#### [Work instructions]
From the biography of Brian Pert, list every member of his family whom it names, with how each is related to him.

==== Excerpt to read

Personal information
- Full name: Brian Thomas Pert
- Born: 28 January 1936 (age 90)
- Original team: Preston Scouts
- Height: 182 cm (6 ft 0 in)
- Weight: 76 kg (168 lb)

Playing career^{1}
- Years: Club / Games (Goals)
- 1954–1965: Fitzroy / 125 (18)
- ^{1} Playing statistics correct to the end of 1965.

= Brian Pert =

Australian rules footballer

Brian Thomas Pert (born 28 January 1936) is a former Australian rules footballer who played for Fitzroy in the VFL.

==Family==
The son of Thomas Arthur Pert (1905–1961), and Grace Dorothy Pert (1905–1994), née Condick, Brian Thomas Pert was born on 28 January 1936.

He married Valerie Thelma Ballantyne (1938-) in 1960.

His son Gary was a best and fairest winner with Fitzroy.

==Football==
Cleared from Preston Scouts to Fitzroy in April 1953, Pert usually played at half-back or as a wingman. He missed many games due to injury and despite spending 12 seasons with Fitzroy he managed to play only 125 games.

========
==== Entries provided

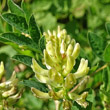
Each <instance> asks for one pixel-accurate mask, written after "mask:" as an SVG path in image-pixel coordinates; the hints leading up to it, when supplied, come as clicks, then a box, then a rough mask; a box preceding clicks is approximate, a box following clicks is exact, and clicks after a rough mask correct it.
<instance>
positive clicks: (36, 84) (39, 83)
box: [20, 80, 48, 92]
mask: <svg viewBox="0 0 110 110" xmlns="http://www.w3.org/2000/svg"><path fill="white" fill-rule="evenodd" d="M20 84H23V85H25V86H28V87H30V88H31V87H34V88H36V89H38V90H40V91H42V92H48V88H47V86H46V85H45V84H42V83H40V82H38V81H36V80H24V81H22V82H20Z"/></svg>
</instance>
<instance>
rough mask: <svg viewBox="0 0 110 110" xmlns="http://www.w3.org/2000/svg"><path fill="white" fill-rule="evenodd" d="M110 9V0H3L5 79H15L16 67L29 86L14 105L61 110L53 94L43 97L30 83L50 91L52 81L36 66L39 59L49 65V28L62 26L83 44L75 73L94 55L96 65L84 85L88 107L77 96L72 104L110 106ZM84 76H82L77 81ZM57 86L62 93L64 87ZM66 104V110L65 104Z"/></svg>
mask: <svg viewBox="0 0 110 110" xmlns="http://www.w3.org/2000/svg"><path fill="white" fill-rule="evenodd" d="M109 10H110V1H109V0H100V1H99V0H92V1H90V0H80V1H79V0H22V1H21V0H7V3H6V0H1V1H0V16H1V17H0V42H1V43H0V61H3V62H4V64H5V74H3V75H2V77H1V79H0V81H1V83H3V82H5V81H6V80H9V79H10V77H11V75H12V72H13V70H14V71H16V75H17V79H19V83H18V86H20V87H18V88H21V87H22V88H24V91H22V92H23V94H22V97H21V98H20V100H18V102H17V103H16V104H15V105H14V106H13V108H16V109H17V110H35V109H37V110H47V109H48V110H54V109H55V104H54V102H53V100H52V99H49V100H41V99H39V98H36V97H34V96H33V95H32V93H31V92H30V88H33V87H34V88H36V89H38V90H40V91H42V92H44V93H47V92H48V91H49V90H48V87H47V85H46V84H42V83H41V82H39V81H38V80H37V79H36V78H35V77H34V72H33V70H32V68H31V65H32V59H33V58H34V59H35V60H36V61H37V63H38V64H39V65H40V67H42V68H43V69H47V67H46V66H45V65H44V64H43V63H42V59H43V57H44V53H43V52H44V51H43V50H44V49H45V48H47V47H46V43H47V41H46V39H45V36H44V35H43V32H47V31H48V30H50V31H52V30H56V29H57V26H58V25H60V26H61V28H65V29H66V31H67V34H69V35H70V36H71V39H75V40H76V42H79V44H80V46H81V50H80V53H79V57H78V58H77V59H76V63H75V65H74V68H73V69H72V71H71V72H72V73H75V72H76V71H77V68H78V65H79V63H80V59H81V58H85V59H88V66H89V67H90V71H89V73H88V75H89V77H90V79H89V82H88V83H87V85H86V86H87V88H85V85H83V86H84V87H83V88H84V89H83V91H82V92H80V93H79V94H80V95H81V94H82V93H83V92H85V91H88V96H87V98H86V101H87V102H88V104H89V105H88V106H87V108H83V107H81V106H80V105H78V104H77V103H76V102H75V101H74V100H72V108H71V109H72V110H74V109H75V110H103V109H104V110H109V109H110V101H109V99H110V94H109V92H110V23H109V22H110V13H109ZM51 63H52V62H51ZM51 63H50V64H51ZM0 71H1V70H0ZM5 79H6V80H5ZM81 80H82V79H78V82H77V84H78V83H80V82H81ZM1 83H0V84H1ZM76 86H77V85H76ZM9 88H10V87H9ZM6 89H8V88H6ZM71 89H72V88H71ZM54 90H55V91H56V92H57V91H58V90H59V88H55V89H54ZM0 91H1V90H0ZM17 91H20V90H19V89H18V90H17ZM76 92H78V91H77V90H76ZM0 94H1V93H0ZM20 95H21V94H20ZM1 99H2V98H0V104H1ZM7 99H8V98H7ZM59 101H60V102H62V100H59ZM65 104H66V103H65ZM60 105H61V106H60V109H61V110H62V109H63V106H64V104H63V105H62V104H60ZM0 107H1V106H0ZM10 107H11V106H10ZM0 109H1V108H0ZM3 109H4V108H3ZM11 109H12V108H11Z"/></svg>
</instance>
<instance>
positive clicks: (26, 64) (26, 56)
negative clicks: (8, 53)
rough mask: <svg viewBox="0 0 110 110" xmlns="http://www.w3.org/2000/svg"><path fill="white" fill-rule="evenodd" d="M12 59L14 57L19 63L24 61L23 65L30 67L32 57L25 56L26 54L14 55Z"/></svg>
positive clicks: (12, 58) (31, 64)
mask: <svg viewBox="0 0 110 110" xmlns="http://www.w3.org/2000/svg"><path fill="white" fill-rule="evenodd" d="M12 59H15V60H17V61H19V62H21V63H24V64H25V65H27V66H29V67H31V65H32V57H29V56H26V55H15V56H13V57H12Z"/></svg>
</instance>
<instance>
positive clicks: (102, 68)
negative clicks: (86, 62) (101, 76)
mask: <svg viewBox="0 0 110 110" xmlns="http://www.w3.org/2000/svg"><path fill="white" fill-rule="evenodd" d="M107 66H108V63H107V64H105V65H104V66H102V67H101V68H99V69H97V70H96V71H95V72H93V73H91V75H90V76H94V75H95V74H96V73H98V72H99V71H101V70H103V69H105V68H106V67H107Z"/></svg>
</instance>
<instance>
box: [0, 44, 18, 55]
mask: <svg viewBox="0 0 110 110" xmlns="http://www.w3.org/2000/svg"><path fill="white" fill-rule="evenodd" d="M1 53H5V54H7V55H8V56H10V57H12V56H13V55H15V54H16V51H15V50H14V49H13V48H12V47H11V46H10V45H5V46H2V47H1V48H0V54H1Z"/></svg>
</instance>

========

#### [Solution]
- Thomas Arthur Pert: father
- Grace Dorothy Pert (née Condick): mother
- Valerie Thelma Ballantyne: wife
- Gary: son